Problem to work on >> Print the entries below unchanged, from the line with "the farmhouse, I" to the line with "M 1153 321 L", including both of those lines.

Record set >>
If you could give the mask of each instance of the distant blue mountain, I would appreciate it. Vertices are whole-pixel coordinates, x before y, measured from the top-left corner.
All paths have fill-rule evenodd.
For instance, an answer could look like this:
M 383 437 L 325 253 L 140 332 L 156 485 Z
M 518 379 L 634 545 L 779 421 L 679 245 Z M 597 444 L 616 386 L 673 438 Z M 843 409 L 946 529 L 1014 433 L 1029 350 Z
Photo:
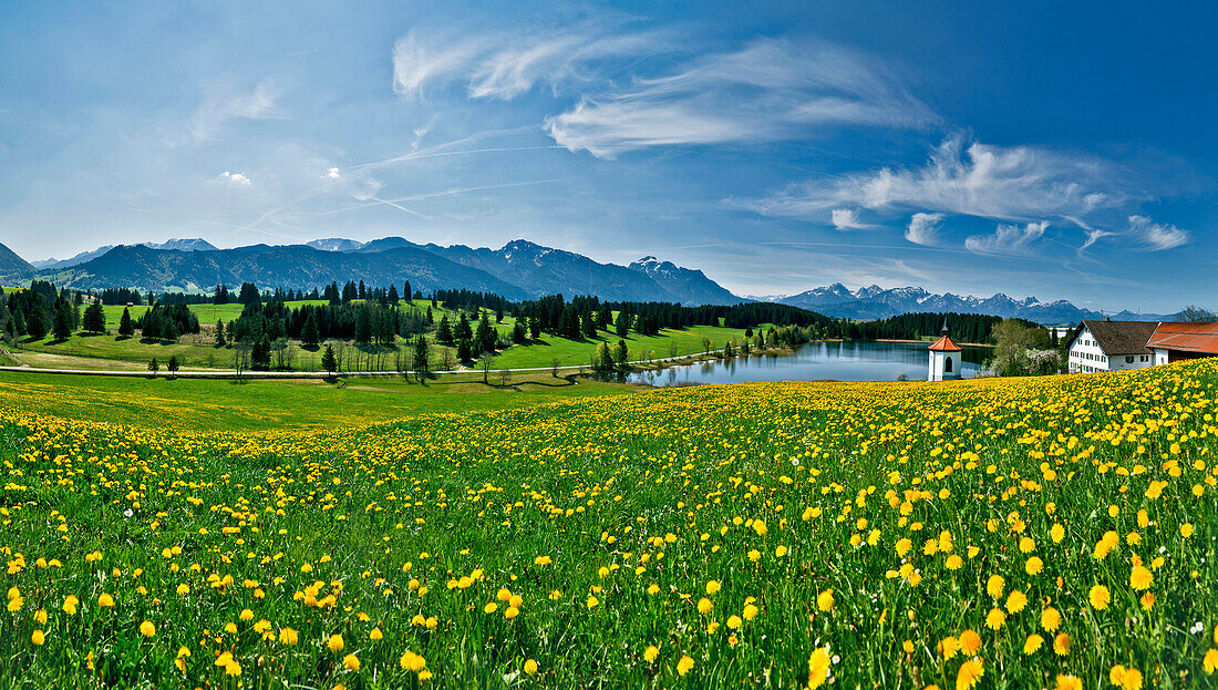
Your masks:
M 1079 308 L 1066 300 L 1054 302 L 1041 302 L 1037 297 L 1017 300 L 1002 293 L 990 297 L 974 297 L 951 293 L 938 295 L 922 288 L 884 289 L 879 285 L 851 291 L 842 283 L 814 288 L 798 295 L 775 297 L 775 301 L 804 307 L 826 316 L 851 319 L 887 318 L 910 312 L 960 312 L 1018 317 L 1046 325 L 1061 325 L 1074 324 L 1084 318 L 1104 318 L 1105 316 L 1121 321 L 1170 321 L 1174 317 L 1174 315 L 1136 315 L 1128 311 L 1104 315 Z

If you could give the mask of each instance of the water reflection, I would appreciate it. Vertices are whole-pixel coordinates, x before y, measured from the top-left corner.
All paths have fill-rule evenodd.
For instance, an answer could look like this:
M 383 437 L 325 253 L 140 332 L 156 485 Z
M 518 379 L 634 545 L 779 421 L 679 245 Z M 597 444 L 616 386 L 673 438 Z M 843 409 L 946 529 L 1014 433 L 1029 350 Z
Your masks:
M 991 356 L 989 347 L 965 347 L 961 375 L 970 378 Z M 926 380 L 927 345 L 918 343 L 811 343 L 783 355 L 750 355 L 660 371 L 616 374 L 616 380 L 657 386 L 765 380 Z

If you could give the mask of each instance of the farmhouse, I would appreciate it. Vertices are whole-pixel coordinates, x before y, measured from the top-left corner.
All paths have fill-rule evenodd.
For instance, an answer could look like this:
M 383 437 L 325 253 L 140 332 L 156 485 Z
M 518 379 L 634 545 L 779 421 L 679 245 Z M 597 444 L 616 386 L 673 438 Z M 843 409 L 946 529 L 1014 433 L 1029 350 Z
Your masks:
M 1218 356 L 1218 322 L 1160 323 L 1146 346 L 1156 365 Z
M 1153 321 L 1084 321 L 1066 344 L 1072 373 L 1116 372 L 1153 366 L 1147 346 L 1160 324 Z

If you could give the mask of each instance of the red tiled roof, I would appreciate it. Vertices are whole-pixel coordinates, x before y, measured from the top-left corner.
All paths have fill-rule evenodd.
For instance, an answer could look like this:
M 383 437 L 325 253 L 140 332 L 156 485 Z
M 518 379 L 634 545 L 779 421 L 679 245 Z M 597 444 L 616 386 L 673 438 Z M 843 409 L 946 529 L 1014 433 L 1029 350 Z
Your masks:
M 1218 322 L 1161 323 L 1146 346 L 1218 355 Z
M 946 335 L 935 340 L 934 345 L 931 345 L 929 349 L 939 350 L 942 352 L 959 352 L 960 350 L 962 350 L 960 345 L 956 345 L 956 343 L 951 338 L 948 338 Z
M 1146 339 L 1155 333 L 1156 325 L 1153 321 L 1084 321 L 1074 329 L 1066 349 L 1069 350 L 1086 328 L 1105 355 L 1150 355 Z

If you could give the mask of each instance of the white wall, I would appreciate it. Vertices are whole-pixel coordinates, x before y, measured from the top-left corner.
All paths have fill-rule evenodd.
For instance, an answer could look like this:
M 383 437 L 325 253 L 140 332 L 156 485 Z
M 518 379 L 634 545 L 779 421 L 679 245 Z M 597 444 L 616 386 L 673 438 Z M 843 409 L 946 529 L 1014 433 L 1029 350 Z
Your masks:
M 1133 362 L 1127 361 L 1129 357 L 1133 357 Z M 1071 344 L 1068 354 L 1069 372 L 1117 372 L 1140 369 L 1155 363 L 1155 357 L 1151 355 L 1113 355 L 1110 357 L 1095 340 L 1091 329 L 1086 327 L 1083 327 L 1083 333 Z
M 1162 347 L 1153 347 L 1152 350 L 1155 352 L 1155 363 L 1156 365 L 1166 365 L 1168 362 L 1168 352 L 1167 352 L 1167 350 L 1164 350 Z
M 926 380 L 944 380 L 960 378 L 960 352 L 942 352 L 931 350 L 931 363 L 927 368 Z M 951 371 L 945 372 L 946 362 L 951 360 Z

Right answer >>
If you could give the mask of each instance of the farmhouse, I would appreciate it. Vertices are whole-pixel coordinates, x before y, measured from the top-left corner.
All paths have fill-rule evenodd.
For instance, an answer could look like this:
M 383 437 L 325 253 L 140 332 L 156 485 Z
M 518 379 L 634 545 L 779 421 L 679 245 Z M 597 444 L 616 386 L 673 438 Z M 843 409 L 946 529 L 1014 433 L 1029 350 Z
Your masks:
M 1218 356 L 1218 322 L 1160 323 L 1146 346 L 1156 365 Z
M 1153 321 L 1084 321 L 1066 344 L 1072 373 L 1116 372 L 1153 366 L 1147 346 L 1160 324 Z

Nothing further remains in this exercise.